▸ **Task description**
Copy the lines word for word, starting at the line that contains "Return the mask of every instance of the boy's" and ending after the line that contains "417], [789, 417]]".

(Records taken from a collection)
▬▬▬▬▬▬▬▬▬▬

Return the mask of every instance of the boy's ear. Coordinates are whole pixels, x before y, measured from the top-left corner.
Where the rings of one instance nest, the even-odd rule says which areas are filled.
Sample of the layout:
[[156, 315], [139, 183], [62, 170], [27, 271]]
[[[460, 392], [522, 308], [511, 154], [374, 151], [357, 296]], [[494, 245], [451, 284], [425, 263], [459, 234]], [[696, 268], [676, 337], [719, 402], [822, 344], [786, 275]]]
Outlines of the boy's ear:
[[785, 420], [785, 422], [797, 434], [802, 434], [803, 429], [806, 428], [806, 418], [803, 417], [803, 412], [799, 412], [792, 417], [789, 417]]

▬▬▬▬▬▬▬▬▬▬

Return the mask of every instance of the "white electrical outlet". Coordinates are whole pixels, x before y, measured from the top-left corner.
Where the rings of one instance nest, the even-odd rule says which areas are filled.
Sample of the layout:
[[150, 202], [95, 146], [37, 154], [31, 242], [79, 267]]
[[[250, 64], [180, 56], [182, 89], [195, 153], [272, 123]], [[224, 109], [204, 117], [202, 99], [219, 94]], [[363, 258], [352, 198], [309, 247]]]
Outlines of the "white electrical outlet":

▬▬▬▬▬▬▬▬▬▬

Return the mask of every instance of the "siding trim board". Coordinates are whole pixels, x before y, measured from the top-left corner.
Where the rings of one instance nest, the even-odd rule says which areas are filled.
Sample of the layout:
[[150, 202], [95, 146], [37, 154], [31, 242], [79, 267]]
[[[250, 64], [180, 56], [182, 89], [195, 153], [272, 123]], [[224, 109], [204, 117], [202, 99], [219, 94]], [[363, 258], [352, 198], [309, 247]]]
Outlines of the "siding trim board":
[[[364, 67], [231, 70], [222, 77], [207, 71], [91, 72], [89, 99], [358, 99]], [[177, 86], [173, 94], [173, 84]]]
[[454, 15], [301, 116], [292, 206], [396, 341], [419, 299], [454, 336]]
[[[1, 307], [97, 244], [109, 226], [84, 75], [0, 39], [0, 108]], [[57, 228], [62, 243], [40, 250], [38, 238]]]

▬▬▬▬▬▬▬▬▬▬

▸ **Expected output**
Return the mask of every instance of the boy's ear. Coordinates are whole pixels, x before y, measured from the top-left corner.
Where the rings of one instance nest, the even-odd rule says which areas are filled.
Sample of the layout:
[[156, 315], [139, 183], [62, 170], [27, 271]]
[[[460, 392], [522, 308], [511, 154], [374, 151], [357, 296]], [[494, 245], [451, 284], [425, 263], [459, 234]], [[696, 268], [676, 337], [719, 402], [822, 344], [786, 275]]]
Outlines of the boy's ear:
[[785, 420], [785, 422], [797, 434], [802, 434], [803, 429], [806, 428], [806, 418], [803, 417], [803, 412], [799, 412], [792, 417], [789, 417]]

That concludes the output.